Records shown —
----------

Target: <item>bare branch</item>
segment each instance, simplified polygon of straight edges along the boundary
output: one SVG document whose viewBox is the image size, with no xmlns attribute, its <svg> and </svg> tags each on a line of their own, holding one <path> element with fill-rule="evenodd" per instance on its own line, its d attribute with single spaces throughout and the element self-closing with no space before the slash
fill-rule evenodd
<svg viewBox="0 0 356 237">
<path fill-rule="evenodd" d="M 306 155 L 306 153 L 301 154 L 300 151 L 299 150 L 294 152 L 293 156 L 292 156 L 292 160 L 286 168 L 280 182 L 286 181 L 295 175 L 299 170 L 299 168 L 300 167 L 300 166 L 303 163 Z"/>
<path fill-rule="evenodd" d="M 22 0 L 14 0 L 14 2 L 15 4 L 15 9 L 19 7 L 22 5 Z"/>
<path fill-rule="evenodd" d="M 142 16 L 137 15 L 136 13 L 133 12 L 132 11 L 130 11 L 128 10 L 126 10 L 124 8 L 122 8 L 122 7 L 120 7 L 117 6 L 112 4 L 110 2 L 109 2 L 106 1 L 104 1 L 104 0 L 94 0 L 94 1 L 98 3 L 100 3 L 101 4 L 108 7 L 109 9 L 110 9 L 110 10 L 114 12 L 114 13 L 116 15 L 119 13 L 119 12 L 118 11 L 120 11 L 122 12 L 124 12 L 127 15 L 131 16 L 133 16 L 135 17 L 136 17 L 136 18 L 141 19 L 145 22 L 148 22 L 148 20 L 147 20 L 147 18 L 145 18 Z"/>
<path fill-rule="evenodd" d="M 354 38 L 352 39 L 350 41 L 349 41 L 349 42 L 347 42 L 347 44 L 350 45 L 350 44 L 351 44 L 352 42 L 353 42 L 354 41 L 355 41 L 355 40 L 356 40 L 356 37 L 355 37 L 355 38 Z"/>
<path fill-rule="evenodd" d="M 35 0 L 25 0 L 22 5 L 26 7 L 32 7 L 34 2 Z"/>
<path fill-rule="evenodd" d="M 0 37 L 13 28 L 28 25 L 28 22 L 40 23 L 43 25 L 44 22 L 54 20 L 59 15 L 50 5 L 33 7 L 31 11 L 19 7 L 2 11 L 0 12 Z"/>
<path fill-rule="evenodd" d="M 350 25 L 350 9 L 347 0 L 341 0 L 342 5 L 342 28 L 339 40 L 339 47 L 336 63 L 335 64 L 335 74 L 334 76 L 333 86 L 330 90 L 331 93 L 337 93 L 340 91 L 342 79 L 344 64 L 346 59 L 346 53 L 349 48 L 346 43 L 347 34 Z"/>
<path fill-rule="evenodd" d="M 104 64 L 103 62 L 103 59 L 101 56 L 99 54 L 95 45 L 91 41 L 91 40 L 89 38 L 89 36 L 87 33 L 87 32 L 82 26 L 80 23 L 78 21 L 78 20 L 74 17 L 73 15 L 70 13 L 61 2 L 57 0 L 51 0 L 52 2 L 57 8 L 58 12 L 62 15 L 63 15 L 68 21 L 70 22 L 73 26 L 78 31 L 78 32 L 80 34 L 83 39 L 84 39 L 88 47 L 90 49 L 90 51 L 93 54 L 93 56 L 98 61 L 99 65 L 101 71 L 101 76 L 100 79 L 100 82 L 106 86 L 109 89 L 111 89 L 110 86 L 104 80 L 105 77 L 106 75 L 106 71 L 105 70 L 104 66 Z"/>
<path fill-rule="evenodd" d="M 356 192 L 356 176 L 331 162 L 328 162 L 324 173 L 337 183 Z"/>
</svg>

----------

Task details —
Extract unchanged the stretch from the first line of the items above through the line containing "segment each instance, simplified", including both of those lines.

Response to the task —
Target: <item>bare branch</item>
segment each instance, simplified polygon of straight edges along the boundary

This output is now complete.